PROBLEM:
Collect each line of the entries that holds the string "swiss".

DATA SHOWN:

++++++++++

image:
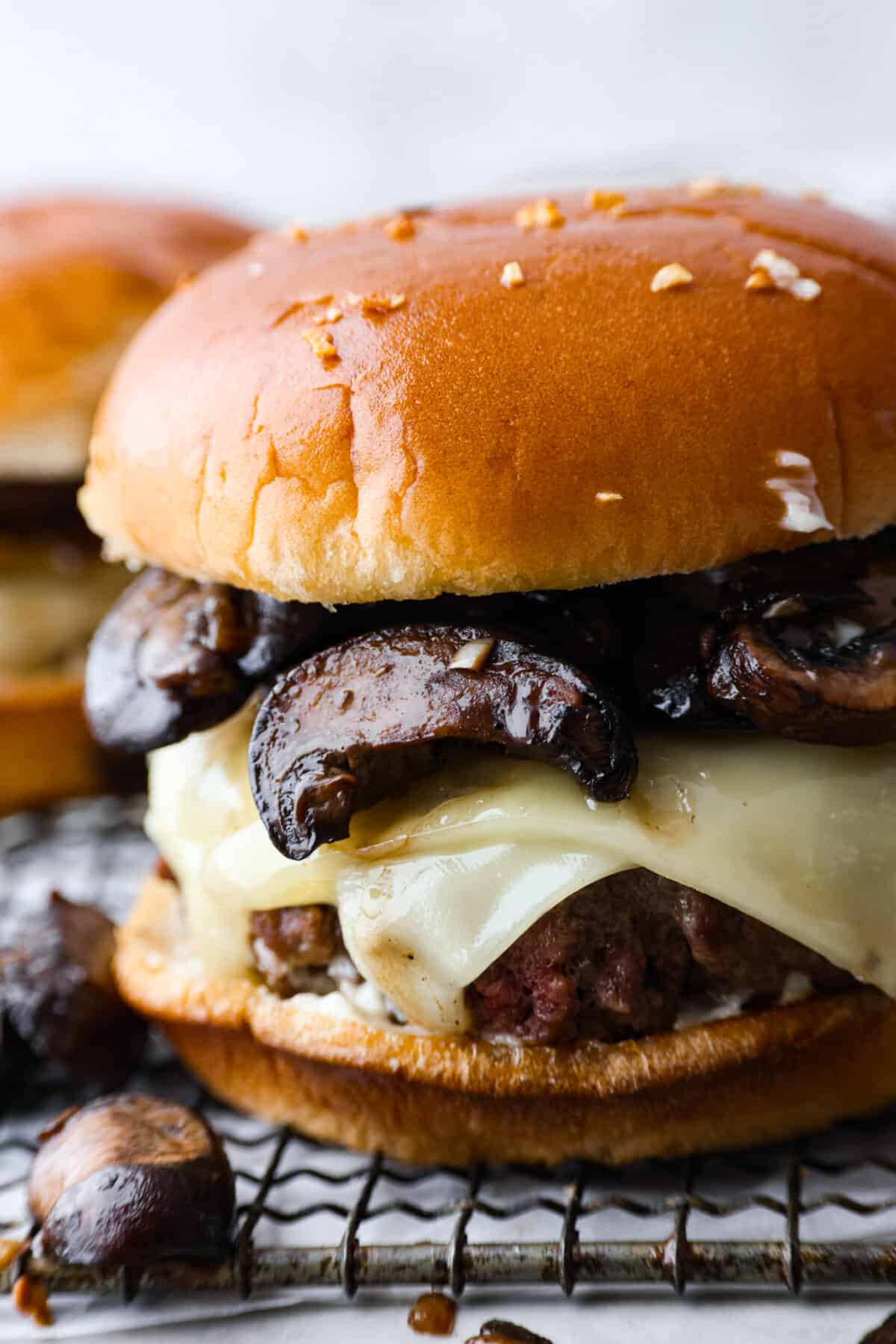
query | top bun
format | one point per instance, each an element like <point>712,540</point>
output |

++++++++++

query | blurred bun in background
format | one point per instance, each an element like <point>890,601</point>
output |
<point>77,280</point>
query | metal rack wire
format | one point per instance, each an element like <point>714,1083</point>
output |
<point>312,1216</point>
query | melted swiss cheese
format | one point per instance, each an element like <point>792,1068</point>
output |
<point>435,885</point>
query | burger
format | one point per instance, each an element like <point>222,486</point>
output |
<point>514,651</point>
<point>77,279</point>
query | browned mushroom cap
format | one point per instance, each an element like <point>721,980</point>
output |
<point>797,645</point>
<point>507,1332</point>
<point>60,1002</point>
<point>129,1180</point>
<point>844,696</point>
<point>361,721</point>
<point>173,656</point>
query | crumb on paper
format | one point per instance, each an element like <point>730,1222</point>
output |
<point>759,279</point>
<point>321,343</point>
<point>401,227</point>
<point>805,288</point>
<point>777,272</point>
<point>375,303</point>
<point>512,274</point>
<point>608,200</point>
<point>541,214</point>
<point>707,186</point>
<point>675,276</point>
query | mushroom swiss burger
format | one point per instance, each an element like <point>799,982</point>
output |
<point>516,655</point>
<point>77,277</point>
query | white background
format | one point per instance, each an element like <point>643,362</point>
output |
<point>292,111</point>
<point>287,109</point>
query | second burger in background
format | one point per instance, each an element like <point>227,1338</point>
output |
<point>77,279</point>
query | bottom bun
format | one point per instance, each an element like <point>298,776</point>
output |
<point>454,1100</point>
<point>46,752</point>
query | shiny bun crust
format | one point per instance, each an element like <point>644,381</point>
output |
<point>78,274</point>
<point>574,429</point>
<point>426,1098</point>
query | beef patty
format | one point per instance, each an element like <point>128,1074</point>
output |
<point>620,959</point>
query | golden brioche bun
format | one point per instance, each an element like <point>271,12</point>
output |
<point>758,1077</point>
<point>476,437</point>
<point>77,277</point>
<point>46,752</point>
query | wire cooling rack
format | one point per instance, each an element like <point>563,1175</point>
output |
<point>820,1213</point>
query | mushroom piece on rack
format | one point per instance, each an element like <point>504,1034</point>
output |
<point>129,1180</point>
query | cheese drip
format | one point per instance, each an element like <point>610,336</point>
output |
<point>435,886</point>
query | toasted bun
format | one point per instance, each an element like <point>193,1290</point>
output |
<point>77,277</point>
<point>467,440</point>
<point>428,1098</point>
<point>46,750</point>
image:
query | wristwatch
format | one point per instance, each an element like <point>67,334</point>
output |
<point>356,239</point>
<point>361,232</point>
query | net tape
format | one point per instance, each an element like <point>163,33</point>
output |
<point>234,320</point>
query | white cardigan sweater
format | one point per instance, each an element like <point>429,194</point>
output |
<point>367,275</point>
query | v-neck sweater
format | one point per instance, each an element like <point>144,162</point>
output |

++++++++++

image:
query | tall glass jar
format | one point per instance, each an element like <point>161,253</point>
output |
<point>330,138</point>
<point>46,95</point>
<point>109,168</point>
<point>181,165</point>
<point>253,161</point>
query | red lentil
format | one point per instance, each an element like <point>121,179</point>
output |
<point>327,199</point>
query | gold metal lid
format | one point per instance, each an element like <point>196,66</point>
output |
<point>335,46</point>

++++++++++

RESULT BELOW:
query | melted swiss cheese
query | mushroom swiss burger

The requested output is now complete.